::: 原文抜粋 :::

さらに、いわゆる広義の混同を考慮した場合、本件商標がその指定商品又は指定役務について使用されたときは、需要者が申立人の業務に係る商品又は役務であるとその出所について混同を生ずることは明らかである。

3 当審の判断
(1)引用商標の周知性について
ア 申立人提出の甲各号証、同人の主張及び職権調査によれば、次の事実を認めることができる。
(ア)申立人は、1900年代の初頭からシャンパーニュの製造、販売などを行っている会社である。
申立人が製造、販売するシャンパーニュは、良質のぶどうが収穫された年にだけ生産され、引用商標が使用されている(甲7、甲8、ほか)。
(イ)使用商品は、遅くとも2011年に日本航空の国際線ファーストクラスで提供され(甲10)、現在も提供されている。なお、2007年から提供していた旨記載されたウェブページもある(甲10)。
(ウ)使用商品は、遅くとも2012年から我が国のレストランやホテルで提供されており(甲11)、現在は、インターネットにおける複数の通販サイトでも販売されている(甲8)。

::: データ一覧 :::

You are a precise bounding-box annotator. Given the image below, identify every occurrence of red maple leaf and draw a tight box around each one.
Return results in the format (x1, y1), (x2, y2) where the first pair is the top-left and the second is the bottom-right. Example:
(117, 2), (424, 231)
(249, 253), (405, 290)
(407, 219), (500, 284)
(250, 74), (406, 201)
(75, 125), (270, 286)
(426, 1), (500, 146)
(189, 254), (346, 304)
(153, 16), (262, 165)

:::

● 課題 A:
抜粋によれば、申立人はいつからシャンパーニュの製造、販売などを行っている会社か。
● 課題 B:
抜粋のうち「(ア)申立人は、1900年代」から「でも販売されている(甲8)。」まで（両端を含む）を、「シャンパーニュ」を「シャンパン」に変えて書き直しなさい。
この一覧は、抜粋とは別の資料である。

● 解答全文 A:
1900年代の初頭から行っている会社である。

● 解答全文 B:
(ア)申立人は、1900年代の初頭からシャンパンの製造、販売などを行っている会社である。
申立人が製造、販売するシャンパンは、良質のぶどうが収穫された年にだけ生産され、引用商標が使用されている(甲7、甲8、ほか)。
(イ)使用商品は、遅くとも2011年に日本航空の国際線ファーストクラスで提供され(甲10)、現在も提供されている。なお、2007年から提供していた旨記載されたウェブページもある(甲10)。
(ウ)使用商品は、遅くとも2012年から我が国のレストランやホテルで提供されており(甲11)、現在は、インターネットにおける複数の通販サイトでも販売されている(甲8)。